— BEGIN —

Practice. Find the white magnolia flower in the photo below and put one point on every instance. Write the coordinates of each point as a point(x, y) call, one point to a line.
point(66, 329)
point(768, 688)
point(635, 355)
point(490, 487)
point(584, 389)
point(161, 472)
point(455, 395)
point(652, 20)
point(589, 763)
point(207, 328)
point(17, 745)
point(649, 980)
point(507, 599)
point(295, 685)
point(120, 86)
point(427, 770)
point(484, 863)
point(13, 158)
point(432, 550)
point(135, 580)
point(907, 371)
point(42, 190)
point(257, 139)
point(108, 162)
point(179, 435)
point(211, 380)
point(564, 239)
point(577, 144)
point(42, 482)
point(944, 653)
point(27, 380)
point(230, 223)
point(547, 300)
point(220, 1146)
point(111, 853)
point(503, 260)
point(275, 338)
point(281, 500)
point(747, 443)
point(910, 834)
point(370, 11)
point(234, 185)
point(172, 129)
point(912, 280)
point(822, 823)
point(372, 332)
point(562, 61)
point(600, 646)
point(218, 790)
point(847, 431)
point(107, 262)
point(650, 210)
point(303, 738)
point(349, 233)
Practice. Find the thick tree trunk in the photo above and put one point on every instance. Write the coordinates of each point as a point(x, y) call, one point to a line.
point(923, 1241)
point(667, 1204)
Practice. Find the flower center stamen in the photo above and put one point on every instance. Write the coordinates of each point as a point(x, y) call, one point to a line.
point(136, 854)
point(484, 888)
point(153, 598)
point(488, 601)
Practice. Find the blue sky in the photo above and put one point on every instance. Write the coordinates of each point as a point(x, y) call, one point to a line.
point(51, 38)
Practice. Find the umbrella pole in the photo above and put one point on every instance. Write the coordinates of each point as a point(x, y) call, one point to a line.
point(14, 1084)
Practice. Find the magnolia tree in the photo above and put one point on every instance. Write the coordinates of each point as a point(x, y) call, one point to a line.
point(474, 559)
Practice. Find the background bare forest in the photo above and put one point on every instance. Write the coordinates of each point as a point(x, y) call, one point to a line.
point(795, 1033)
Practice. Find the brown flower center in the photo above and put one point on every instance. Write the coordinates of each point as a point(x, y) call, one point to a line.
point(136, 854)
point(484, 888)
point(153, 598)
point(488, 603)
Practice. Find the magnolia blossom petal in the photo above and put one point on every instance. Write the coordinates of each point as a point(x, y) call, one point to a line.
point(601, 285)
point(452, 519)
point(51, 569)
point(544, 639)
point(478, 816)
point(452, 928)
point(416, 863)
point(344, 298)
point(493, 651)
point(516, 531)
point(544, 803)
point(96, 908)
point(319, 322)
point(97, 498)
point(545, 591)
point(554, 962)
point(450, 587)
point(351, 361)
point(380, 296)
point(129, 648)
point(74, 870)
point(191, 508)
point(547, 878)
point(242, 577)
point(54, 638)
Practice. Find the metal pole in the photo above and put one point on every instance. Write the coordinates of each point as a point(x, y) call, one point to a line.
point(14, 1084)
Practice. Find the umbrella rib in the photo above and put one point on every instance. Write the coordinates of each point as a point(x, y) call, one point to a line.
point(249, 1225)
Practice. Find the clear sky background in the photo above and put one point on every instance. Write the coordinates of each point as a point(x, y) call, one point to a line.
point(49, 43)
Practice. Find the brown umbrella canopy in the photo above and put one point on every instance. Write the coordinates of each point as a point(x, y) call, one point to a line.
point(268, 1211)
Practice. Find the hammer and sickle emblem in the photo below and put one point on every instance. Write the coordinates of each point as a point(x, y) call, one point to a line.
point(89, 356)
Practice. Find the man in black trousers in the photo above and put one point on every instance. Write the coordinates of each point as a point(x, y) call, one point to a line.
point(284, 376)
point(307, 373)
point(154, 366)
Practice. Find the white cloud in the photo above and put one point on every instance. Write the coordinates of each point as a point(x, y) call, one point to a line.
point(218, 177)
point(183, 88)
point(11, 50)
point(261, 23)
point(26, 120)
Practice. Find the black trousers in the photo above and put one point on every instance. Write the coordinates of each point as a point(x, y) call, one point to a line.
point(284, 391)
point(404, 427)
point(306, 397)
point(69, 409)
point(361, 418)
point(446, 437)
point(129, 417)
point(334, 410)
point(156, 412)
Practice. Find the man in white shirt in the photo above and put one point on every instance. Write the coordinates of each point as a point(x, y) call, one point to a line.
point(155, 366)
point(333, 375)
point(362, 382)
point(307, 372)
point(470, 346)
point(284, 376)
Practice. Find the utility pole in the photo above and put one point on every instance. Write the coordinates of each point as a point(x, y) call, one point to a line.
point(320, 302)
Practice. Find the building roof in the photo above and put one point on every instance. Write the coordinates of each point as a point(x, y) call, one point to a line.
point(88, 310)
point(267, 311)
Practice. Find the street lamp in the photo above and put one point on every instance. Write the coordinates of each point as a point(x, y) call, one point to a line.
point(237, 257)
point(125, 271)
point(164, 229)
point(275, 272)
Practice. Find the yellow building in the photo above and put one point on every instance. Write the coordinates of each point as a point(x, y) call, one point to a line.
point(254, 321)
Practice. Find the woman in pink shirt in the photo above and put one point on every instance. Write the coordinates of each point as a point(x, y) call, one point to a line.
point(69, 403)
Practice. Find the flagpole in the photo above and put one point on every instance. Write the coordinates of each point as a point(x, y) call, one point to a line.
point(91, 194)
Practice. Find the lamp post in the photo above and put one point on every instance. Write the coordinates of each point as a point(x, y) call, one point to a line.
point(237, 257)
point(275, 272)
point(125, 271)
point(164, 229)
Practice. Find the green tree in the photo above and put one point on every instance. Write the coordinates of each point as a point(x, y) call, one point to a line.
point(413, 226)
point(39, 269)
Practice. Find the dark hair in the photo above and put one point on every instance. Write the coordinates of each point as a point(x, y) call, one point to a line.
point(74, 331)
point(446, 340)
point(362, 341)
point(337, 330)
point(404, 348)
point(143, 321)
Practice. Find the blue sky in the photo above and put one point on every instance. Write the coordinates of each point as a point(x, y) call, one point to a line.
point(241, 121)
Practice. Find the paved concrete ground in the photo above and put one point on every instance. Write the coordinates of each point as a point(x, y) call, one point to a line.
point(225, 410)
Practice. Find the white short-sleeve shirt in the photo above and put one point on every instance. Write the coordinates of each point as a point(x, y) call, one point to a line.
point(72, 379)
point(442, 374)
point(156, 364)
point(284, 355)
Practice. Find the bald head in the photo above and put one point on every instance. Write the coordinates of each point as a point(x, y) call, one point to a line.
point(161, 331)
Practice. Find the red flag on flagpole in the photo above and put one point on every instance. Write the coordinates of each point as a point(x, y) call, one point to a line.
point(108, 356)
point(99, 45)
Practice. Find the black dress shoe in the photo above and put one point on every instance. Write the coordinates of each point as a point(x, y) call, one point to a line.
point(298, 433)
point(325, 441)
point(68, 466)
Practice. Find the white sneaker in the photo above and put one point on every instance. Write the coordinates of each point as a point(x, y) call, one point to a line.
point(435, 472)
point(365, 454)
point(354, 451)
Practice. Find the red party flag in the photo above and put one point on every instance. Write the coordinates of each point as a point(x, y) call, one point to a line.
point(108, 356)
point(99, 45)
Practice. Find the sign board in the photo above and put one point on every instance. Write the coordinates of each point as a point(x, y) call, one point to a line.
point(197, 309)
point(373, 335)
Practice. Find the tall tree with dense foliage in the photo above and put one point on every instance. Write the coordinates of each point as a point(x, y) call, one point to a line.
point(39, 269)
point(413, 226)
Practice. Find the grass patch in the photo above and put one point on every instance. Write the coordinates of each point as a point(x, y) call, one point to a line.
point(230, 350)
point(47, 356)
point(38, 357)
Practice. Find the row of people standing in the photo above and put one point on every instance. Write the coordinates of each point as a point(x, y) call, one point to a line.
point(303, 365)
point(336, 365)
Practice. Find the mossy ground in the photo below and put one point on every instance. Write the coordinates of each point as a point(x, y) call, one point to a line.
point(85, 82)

— END —

- [Exercise]
Render everything from the line containing "Practice. Find the umbrella rib" down to the line containing "point(154, 366)" as a Markdown table with the columns Row and Line. Give each line its own numbered row and omit blank lines.

- [Solution to this problem]
| Row | Line |
|---|---|
| 1 | Practice. Find the umbrella rib in the photo above and put one point on every instance. Write the coordinates of each point as a point(x, y) call, one point to a line. |
| 2 | point(249, 1225) |
| 3 | Practice. Find the clear sky background in the photo above and put one point on every instance. Write the coordinates of each point as a point(x, y) call, one point to a line. |
| 4 | point(49, 43) |
| 5 | Practice. Find the brown umbrella canopy in the photo above and put one point on every instance. Write the coordinates of each point as a point(x, y) call, one point to a line. |
| 6 | point(268, 1211) |
| 7 | Practice. Find the hammer and sickle emblem in the photo below and put one point on every instance. Write the coordinates of each point as a point(x, y) call, one point to a line. |
| 8 | point(89, 356) |
| 9 | Practice. Find the man in black trousers in the photo above and put one point on every instance. Write the coordinates of each point as a point(x, y) call, one point to a line. |
| 10 | point(284, 376) |
| 11 | point(307, 373) |
| 12 | point(154, 366) |